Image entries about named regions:
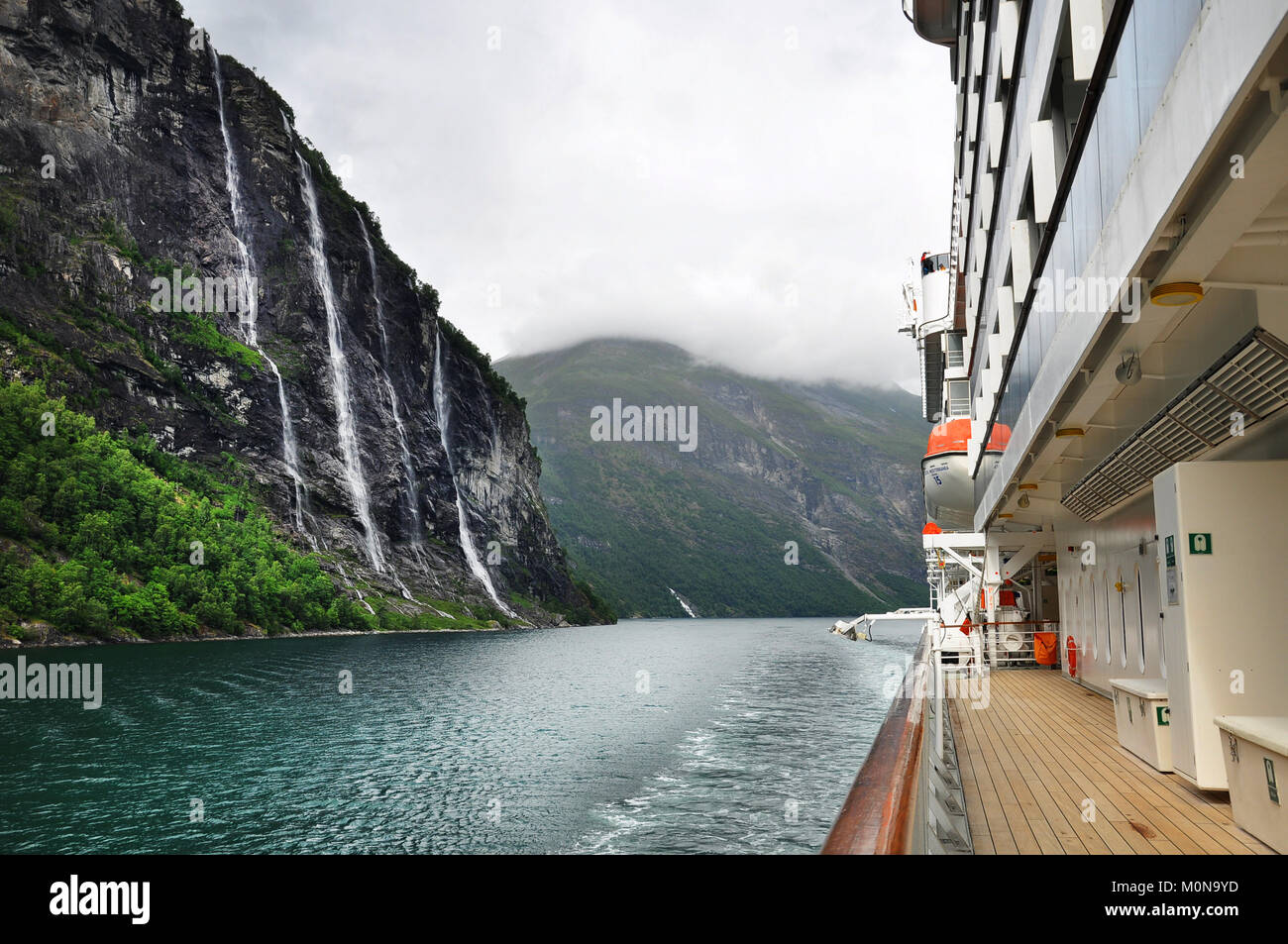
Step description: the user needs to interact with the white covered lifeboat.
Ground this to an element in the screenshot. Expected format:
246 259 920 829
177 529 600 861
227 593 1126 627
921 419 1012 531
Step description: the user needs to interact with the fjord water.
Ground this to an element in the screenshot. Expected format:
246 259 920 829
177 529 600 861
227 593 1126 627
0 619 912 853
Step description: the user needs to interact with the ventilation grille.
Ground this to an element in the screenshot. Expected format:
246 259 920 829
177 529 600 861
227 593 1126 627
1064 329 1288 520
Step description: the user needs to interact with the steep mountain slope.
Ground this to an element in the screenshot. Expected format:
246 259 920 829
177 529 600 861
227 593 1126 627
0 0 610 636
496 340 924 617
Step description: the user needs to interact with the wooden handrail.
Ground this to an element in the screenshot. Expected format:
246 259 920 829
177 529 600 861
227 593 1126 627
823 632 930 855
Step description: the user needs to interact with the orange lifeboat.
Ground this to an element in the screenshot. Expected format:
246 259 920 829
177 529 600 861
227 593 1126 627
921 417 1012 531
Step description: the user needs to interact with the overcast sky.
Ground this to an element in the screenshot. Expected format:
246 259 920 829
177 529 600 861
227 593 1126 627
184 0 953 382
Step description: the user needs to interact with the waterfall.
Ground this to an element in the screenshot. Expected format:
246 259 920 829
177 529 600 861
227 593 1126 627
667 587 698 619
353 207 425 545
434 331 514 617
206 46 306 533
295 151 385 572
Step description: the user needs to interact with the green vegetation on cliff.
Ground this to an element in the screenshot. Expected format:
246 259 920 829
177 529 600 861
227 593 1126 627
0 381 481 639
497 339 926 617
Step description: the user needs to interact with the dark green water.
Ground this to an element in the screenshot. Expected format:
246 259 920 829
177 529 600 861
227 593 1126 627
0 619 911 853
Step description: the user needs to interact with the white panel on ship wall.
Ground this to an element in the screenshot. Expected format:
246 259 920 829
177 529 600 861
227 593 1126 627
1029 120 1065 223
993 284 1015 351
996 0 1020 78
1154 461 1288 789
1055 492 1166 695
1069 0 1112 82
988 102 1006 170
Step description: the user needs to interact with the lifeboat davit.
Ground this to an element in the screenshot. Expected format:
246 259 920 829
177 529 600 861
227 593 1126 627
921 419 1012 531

Set task -
Starting at the beginning of the material and ending at the line containing "823 632 930 855", substitute "Required format" for every "Expected format" and change nothing else. Leave the pictures out of your answer.

Result below -
Step description: the user needs to interact with the white covered lifeboat.
Ground this to an element in the screenshot. Required format:
246 259 920 829
177 529 600 861
227 593 1126 627
921 419 1012 531
Step description: the user needs to interact with the fjord water.
Ground this to an element in the screenshot. Required format:
246 259 920 829
177 529 600 861
227 593 1126 627
0 619 912 853
Step description: the user needs to interact with the ventilation grille.
Ground this to an element in the screenshot. Required format:
246 259 920 829
177 529 600 861
227 593 1126 627
1064 329 1288 520
Step description: the user needs to interact with the steep mountain slope.
Ground this to an element in the screenshot. Required format:
246 259 920 829
177 529 600 861
227 593 1126 627
0 0 610 636
496 340 924 617
Step description: the user needs to interact with the wooden handrail.
Ground this to an element in the screenshot. Required format:
246 259 920 829
177 529 600 861
227 593 1126 627
823 632 930 855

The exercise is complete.